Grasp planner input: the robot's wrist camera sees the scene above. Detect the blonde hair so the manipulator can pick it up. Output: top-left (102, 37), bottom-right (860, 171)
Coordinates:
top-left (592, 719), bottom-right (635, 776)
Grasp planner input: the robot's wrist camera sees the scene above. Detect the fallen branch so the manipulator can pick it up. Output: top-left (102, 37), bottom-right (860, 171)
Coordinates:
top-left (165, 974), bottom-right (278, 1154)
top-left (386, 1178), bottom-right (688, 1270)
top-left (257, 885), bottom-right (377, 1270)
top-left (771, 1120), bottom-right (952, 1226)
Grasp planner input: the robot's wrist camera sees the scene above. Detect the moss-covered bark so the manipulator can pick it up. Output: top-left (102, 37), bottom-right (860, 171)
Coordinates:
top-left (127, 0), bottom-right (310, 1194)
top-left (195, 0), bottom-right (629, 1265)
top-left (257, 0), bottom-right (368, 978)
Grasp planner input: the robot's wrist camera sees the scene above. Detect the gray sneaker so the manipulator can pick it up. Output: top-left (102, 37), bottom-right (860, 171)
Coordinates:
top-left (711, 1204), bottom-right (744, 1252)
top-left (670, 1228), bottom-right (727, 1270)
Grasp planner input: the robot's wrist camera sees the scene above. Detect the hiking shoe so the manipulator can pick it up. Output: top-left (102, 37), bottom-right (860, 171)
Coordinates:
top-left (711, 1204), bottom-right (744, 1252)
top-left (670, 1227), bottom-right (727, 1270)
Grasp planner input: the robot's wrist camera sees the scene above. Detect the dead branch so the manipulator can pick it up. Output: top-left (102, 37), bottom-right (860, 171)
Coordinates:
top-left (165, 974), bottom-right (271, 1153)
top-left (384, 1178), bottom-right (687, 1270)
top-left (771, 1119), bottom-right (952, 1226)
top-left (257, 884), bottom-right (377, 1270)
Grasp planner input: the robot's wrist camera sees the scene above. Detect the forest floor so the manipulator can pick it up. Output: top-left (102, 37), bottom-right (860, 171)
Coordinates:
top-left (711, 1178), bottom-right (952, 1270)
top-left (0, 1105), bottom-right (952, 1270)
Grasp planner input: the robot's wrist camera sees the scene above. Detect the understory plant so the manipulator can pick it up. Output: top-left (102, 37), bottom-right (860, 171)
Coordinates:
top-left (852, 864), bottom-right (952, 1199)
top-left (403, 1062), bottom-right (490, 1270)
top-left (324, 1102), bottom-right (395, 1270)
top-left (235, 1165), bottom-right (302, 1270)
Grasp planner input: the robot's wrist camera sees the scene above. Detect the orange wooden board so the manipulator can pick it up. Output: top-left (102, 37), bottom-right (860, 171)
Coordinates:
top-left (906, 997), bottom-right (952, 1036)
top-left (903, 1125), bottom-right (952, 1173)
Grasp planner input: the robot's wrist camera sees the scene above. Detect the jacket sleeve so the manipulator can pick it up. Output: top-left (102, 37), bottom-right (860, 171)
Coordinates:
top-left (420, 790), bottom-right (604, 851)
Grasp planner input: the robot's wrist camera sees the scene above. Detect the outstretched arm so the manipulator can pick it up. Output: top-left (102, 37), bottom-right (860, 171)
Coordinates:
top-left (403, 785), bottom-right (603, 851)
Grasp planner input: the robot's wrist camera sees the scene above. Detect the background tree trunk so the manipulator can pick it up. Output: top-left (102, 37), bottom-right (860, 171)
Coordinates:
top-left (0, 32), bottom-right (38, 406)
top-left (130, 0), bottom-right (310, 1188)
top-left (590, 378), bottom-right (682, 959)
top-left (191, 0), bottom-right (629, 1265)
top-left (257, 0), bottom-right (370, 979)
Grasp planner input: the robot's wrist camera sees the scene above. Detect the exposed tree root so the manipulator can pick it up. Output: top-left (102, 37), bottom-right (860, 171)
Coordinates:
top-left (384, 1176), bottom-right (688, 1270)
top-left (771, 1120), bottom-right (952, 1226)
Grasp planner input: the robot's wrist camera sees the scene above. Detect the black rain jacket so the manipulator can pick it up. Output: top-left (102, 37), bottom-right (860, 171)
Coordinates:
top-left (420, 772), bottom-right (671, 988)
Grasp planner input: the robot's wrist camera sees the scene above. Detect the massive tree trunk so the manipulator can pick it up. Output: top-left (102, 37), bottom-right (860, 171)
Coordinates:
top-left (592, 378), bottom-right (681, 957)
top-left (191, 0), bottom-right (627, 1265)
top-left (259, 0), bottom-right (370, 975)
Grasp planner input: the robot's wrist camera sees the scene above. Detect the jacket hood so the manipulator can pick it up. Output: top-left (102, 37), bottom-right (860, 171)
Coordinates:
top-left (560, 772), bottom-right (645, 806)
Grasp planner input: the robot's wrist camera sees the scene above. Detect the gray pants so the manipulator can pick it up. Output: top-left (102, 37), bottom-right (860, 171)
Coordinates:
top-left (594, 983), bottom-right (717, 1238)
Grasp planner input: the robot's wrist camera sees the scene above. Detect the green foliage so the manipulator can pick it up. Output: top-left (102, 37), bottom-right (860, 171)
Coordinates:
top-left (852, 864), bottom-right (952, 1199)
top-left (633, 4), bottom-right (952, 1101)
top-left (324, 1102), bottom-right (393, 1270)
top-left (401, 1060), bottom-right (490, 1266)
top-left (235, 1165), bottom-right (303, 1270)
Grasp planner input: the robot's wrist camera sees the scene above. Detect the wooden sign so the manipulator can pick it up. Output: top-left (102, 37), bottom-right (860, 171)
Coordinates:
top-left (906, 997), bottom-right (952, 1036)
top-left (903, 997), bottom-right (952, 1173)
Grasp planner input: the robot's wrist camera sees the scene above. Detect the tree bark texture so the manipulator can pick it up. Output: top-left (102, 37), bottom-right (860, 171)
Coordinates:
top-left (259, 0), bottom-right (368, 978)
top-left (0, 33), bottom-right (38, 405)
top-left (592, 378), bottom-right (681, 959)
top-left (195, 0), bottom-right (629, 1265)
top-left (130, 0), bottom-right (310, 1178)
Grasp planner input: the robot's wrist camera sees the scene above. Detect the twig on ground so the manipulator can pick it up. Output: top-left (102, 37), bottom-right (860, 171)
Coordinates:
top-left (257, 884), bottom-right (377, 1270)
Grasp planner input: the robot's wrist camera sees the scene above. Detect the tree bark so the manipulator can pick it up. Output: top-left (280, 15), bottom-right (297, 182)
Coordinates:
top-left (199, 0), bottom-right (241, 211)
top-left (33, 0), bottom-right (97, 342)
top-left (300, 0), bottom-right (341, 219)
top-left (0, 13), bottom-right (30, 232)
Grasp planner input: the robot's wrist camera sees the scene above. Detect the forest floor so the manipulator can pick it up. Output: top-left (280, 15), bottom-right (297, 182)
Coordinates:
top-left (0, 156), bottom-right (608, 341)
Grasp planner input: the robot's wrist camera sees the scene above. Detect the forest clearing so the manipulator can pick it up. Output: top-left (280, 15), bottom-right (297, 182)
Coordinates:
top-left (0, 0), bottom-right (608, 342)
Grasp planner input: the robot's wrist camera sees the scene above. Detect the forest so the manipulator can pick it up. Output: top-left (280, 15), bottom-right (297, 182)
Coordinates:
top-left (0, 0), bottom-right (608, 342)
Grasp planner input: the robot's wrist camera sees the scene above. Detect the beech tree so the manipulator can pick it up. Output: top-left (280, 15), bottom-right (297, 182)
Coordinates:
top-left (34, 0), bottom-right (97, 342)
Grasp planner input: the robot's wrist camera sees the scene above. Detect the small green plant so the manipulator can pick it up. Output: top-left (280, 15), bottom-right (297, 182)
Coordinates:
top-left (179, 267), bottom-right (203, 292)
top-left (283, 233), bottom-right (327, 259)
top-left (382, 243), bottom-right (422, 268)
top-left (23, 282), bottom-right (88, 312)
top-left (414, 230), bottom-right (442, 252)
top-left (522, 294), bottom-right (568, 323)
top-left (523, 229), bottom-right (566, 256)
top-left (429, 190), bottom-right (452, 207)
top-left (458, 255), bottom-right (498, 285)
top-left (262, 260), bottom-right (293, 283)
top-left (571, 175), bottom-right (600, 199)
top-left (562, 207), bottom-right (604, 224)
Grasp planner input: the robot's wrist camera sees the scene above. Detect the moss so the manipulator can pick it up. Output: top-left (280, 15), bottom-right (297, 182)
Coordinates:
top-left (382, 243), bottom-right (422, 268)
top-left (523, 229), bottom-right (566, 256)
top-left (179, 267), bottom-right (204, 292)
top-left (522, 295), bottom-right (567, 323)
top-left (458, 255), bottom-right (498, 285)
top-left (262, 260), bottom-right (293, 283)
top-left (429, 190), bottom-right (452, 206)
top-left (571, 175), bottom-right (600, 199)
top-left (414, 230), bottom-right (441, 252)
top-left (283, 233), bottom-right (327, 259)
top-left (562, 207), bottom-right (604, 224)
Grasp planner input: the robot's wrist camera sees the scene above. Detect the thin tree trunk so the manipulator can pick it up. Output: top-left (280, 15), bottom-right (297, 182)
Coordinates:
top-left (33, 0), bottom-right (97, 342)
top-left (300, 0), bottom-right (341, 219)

◇ ◇ ◇

Directions for this task
Retype the lines of the records above, from the line holding "Detect the understory" through the line holding "top-left (403, 785), bottom-right (603, 851)", inclusive.

Complete output
Grasp planner input: the robot's wrist camera sees the scene above. Detect the understory plant so the manipulator can pick it up. Output: top-left (102, 37), bottom-right (860, 171)
Coordinates:
top-left (852, 864), bottom-right (952, 1199)
top-left (403, 1062), bottom-right (490, 1270)
top-left (324, 1102), bottom-right (395, 1270)
top-left (235, 1165), bottom-right (302, 1270)
Grasp planner input: the robot's wrist camera sees the scene above. Detect the orange wooden board so the manipulator can pick it up. Output: top-left (102, 37), bottom-right (860, 171)
Coordinates:
top-left (906, 997), bottom-right (952, 1036)
top-left (903, 1125), bottom-right (952, 1173)
Grasp planner input: the robot's wrist camera sees the scene above. Detect the jacket sleeve so the manipulator can pick it up. Output: top-left (102, 37), bottom-right (860, 171)
Coordinates:
top-left (420, 790), bottom-right (604, 851)
Grasp planner input: the robot's wrist camera sees the scene above. Detect the outstretched arm so the manipulator can pick it up. Output: top-left (102, 37), bottom-right (860, 171)
Coordinates:
top-left (403, 785), bottom-right (603, 851)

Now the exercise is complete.